(Object location annotation data)

**********

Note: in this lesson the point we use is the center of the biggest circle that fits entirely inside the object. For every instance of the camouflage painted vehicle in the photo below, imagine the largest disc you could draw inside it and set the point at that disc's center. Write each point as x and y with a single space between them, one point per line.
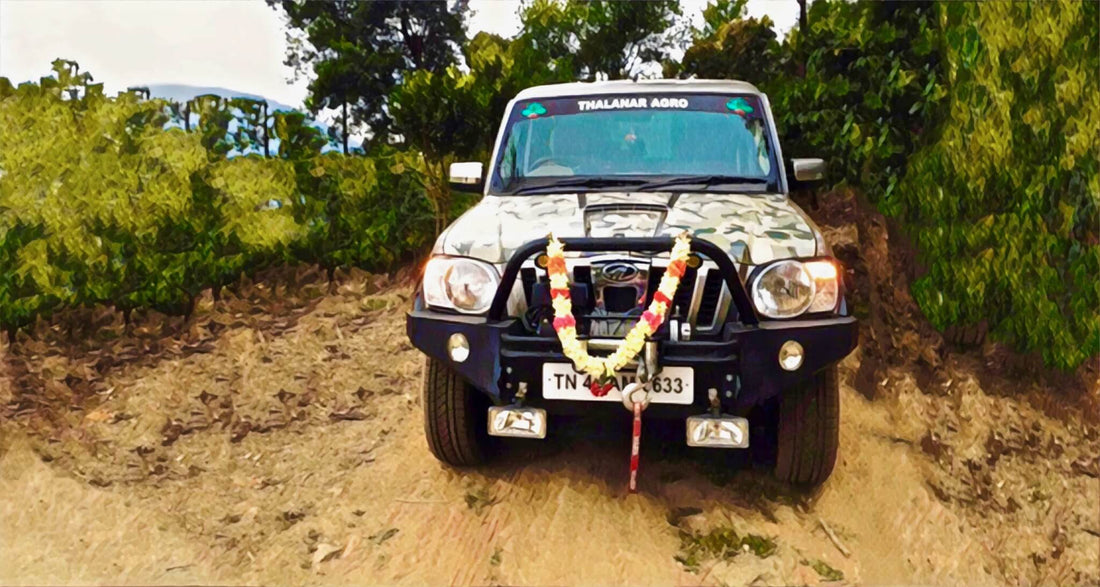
616 170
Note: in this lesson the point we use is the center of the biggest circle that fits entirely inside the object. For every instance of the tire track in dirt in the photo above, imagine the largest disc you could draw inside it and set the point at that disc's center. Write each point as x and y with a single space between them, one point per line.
367 496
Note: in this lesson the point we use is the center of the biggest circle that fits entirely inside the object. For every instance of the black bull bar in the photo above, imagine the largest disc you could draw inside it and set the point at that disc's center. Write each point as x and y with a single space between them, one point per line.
741 364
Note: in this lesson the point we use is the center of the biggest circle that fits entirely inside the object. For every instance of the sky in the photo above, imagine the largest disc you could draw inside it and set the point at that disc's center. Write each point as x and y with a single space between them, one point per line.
235 44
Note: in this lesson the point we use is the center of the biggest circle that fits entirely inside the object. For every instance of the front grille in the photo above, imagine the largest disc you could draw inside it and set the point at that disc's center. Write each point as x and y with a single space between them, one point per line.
620 299
620 305
681 302
708 301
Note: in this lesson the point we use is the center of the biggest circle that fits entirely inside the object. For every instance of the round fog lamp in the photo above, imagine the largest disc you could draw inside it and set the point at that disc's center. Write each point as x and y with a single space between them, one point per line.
790 355
459 347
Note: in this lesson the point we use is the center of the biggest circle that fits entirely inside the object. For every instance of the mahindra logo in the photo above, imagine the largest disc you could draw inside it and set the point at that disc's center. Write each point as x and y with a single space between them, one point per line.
619 272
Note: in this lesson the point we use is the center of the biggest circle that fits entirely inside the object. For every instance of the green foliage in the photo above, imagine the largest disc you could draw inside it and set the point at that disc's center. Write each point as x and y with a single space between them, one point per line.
601 39
975 124
732 47
1004 203
864 87
359 52
100 203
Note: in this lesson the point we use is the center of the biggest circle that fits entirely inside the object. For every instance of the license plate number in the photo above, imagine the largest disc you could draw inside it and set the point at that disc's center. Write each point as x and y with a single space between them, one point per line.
672 385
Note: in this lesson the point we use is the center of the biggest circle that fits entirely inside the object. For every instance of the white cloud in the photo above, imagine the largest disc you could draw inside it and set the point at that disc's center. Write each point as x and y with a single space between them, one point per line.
233 44
238 44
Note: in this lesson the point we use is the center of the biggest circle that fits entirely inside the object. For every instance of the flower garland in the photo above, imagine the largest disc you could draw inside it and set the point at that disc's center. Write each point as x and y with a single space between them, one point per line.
602 369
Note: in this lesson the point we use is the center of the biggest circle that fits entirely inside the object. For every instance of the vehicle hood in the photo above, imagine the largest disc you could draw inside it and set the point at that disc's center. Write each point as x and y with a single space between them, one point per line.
754 229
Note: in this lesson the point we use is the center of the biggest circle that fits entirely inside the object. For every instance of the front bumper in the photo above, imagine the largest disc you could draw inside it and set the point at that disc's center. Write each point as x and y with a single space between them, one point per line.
740 362
743 366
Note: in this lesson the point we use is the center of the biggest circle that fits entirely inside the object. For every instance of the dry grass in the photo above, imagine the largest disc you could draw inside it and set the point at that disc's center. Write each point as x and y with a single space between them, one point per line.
285 447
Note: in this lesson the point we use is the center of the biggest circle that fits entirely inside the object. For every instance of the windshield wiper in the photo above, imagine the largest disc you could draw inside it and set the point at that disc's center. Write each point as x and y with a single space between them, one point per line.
703 180
579 183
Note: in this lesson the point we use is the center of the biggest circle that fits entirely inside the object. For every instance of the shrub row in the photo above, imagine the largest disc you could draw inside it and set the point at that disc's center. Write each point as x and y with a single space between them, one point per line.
976 125
102 202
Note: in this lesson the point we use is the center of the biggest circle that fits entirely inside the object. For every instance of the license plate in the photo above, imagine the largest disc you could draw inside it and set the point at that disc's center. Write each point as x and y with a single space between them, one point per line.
672 385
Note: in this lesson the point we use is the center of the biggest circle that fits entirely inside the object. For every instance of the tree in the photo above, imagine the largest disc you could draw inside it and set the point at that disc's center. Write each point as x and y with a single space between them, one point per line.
440 114
602 39
730 46
360 51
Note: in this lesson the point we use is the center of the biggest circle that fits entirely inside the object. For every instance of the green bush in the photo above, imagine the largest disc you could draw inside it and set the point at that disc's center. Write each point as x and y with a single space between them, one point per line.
975 124
1003 205
101 205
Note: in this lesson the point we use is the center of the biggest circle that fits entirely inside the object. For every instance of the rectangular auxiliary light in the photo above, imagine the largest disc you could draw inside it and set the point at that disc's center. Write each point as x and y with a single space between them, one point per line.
718 432
517 422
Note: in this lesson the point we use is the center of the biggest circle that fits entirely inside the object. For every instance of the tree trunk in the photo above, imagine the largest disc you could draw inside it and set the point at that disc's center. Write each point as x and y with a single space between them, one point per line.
345 125
266 139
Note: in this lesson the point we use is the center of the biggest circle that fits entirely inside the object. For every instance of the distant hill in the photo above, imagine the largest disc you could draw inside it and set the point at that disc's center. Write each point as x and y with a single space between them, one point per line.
182 92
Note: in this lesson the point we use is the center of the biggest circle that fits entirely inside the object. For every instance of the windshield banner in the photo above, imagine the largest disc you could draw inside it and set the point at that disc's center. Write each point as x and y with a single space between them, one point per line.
747 107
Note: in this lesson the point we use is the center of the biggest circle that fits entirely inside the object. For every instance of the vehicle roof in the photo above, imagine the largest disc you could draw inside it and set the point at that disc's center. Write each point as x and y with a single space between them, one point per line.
626 86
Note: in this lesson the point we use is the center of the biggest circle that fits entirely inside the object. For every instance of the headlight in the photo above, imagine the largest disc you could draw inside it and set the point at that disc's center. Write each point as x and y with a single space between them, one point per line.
789 288
460 284
783 289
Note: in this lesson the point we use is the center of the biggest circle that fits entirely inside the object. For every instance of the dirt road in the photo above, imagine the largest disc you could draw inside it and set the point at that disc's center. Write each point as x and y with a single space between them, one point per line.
285 446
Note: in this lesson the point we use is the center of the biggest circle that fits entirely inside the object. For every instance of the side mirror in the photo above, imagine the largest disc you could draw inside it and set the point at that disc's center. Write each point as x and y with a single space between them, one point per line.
807 169
466 176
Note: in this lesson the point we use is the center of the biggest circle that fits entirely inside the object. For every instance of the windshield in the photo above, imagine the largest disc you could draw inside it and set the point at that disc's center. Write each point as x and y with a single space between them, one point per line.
636 142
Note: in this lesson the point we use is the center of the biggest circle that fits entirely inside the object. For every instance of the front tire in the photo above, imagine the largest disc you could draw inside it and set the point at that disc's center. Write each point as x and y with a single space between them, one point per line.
454 417
809 430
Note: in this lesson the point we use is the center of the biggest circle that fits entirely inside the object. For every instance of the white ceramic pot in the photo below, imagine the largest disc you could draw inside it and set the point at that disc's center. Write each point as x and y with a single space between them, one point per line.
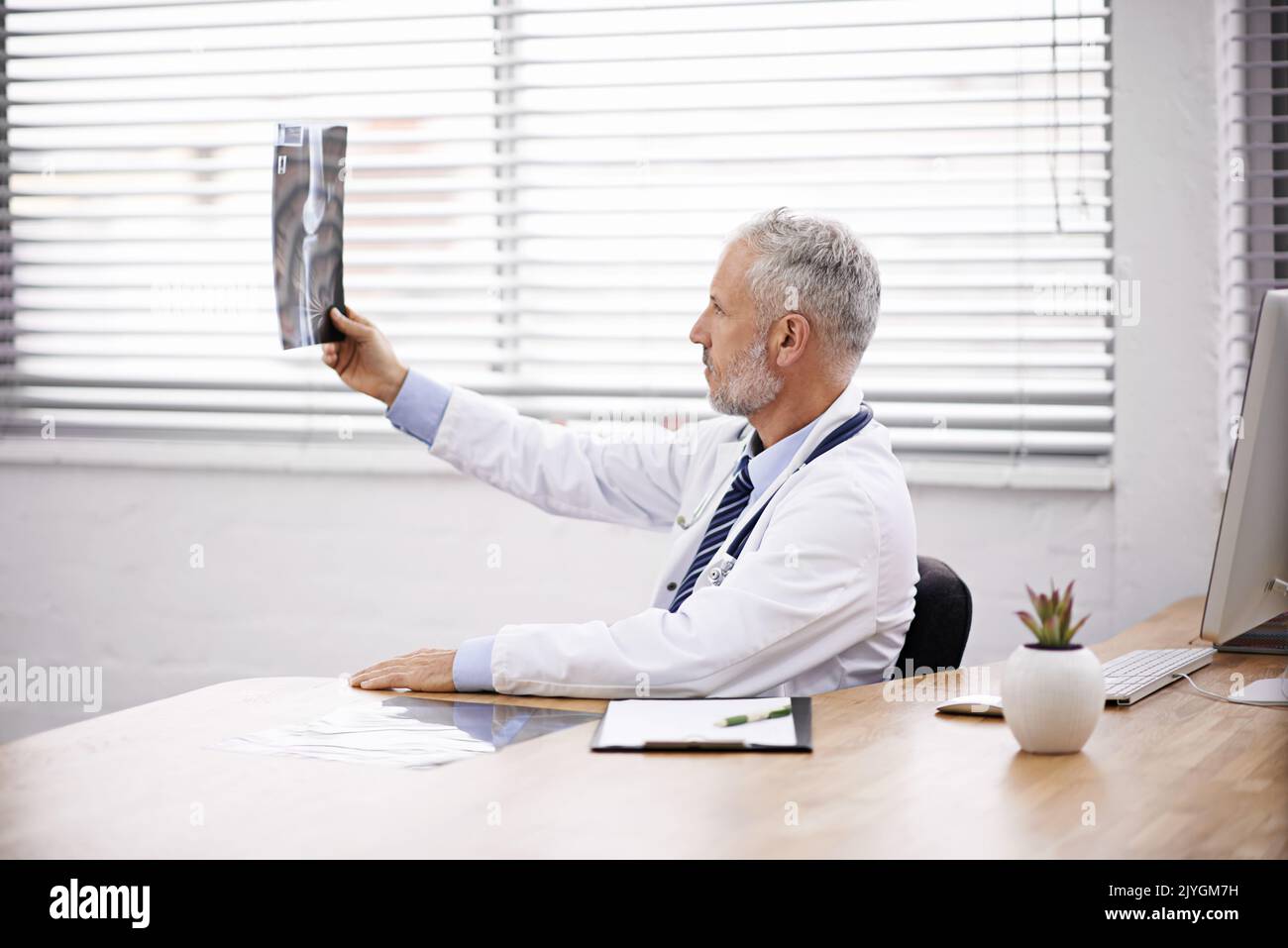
1052 697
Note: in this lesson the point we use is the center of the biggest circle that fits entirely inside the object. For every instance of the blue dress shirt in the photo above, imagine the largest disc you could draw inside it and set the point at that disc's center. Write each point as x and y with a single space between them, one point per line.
419 411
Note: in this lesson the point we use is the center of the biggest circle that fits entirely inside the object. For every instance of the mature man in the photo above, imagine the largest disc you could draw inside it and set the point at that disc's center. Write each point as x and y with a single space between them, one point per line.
793 558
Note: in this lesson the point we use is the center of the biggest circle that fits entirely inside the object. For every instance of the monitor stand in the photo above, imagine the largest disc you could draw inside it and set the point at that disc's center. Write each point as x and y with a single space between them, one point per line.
1267 639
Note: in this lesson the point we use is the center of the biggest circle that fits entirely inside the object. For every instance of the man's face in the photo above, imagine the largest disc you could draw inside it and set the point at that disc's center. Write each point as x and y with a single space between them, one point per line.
739 380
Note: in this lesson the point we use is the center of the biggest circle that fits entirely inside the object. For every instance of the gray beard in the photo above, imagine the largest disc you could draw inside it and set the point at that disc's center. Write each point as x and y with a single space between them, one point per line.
746 385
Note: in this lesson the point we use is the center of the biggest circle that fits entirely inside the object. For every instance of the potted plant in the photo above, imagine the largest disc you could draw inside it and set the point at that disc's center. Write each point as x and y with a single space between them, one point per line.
1052 690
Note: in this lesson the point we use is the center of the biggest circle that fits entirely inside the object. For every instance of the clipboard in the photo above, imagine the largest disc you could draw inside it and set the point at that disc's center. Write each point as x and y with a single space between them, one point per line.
688 724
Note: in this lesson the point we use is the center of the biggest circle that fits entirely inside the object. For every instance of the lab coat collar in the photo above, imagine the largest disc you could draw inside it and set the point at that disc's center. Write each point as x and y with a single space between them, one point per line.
845 406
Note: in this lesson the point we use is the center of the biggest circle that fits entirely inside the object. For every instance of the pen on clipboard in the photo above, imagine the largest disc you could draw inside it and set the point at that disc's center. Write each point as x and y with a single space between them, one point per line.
758 716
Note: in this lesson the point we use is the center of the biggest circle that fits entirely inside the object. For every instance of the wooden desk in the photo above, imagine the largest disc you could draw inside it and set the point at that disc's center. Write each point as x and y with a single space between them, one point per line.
1175 776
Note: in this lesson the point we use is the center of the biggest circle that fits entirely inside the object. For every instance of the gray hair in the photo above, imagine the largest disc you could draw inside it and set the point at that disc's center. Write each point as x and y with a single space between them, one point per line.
816 266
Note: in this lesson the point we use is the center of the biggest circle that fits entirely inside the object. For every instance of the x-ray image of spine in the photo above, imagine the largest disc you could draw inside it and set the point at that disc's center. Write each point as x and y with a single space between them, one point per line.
308 231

**********

▶ [Given exercise] Go back to the data above and please quote exactly, and only, the lines from the line with "pen on clipboard" through its last line.

▶ [Answer for this exercise]
Note: in this lesson the point we use is the center of the biggest circle that fits entirely inside the object. For every instance of the pen on clipboard in the photo above, imagine the largest disc you could draw inside it and set the point at that disc's center. Write each point as x and y with a single space between them, one point per line.
758 716
Note: in this lesson the point we use is the center of the biggest circle that fits entirely inside the object. For every instance of the wooden desk in the photo above, imagine the largest disc you could draw inside it and set the point at that disc's center. Write each point as x and y with a single space between them, one point per line.
1175 776
Note: in this lesson the point we use is the center of the biggest circle that fits entirely inside the object. For every instance of the gray hair in the photo above, imagine the largest disc you could draw inside it and set the point at that disc's center. Write each point as x and y with a single space between them, one point per line.
816 266
Note: in this lesson the point we use is the center of the biggest circle that fits entirely inside the object. For every instance of the x-ray image of spine in the photo above, imagine the largest disc you could draw inside it and set the point at that disc's center. Write each point as x and y with a single space between them, one point per line.
308 231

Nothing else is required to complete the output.